Task requirements => In the article about Tom Lewis, on what date will Pepperdine play at Loyola Marymount?

Passage given =>
━━━
Advertisement

COLLEGE BASKETBALL ‘89-90 : Big Reason for Lewis’ Change Now Apparent : Basketball: Tom Lewis was considered selfish at USC, but raising a daughter is the main concern now for Pepperdine standout.

Share
TIMES STAFF WRITER

Before going their separate ways, Hank Gathers to Loyola Marymount and Tom Lewis to Pepperdine, they were teammates and classmates as freshmen at USC. During one class midway through that 1985-86 season, Gathers recalled recently, he passed a note to Lewis.

“A lot of the players on the team don’t like you,” Gathers’ note said.

“I don’t care,” Lewis wrote back on the same piece of paper. “Nobody has to like me.”

On Feb. 14, Valentine’s Day, Pepperdine will play at Loyola Marymount. Before the game, the referee will introduce co-captain Gathers to co-captain Lewis. The significance of the moment will be lost on neither.

Four years ago, the only thing that Gathers believed Lewis was capable of captaining was a sinking basketball team, which is what USC had at the time.

Advertisement

It is not likely that players have changed so much since then that they would elect someone as their co-captain who does not care if he is liked. So it must be assumed that the change has been in Tom Lewis.

“I can just look at him and tell he’s a changed guy,” said Gathers, who has remained friends with Lewis even though their universities are rivals in the West Coast Conference.

“It’s obvious on the court because he’s passing the ball more. At SC, he had the ability to do a lot of different things. Passing was one of them. But he very rarely did it because he was out only for Tom.”
━━━
Record set =>
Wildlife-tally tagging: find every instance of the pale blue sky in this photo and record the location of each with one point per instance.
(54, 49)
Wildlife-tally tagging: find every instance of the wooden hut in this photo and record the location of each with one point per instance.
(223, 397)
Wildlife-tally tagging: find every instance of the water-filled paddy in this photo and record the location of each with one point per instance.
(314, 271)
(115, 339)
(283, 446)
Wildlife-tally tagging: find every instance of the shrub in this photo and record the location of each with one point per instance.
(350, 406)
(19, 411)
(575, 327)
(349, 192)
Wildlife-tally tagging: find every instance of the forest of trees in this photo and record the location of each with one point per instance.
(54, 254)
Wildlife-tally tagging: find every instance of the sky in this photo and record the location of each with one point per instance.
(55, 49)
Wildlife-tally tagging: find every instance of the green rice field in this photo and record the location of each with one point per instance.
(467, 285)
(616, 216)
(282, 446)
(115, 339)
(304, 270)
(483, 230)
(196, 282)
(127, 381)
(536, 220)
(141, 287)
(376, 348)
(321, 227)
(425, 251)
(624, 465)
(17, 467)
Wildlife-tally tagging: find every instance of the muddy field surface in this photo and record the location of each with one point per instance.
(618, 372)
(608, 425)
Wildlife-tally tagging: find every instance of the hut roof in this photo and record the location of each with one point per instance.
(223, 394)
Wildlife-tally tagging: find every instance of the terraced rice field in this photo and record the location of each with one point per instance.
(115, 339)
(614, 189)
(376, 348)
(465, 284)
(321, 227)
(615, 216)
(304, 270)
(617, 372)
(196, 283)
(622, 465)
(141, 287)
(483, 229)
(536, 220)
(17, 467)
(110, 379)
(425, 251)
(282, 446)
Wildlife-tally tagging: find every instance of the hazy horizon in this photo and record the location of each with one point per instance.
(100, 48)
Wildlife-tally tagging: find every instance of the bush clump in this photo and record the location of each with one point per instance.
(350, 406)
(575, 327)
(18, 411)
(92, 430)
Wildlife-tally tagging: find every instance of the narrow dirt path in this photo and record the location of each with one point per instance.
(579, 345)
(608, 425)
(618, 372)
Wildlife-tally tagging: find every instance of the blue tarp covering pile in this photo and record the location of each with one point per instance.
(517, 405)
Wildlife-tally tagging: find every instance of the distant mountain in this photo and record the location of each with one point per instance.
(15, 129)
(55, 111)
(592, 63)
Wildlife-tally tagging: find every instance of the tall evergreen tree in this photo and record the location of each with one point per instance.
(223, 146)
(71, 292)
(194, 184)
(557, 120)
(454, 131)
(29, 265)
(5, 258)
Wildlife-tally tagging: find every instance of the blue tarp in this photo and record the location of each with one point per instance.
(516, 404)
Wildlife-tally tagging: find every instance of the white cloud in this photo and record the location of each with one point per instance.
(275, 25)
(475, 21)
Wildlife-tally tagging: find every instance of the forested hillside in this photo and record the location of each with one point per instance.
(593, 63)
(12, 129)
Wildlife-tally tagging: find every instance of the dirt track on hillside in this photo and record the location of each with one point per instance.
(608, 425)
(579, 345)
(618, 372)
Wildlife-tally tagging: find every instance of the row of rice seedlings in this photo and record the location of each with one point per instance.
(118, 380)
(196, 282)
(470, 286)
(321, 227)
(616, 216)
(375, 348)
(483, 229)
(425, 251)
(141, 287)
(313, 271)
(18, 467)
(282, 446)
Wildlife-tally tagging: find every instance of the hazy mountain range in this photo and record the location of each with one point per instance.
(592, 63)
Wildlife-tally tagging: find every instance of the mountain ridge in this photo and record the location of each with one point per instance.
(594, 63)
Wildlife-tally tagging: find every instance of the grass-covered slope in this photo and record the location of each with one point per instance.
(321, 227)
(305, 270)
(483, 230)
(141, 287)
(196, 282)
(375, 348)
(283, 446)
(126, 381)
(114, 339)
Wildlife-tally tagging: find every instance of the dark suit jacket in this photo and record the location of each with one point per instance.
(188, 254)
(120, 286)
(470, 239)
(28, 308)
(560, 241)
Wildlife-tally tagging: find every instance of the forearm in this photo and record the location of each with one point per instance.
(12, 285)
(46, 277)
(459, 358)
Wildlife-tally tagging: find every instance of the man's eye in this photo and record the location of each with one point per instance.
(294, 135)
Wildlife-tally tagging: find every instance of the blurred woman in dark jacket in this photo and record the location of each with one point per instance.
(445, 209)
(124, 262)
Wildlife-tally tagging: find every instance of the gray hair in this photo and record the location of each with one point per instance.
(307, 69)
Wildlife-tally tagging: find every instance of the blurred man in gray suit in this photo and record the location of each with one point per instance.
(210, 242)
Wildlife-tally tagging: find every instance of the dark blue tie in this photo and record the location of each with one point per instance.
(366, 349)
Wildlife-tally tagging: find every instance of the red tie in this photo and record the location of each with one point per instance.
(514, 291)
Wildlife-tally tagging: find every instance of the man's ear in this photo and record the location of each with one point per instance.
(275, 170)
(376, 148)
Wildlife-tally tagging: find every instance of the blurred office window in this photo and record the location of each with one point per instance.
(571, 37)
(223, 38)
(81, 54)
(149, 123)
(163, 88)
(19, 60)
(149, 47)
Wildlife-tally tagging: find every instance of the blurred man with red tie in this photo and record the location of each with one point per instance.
━━━
Final result => Feb. 14, Valentine's Day.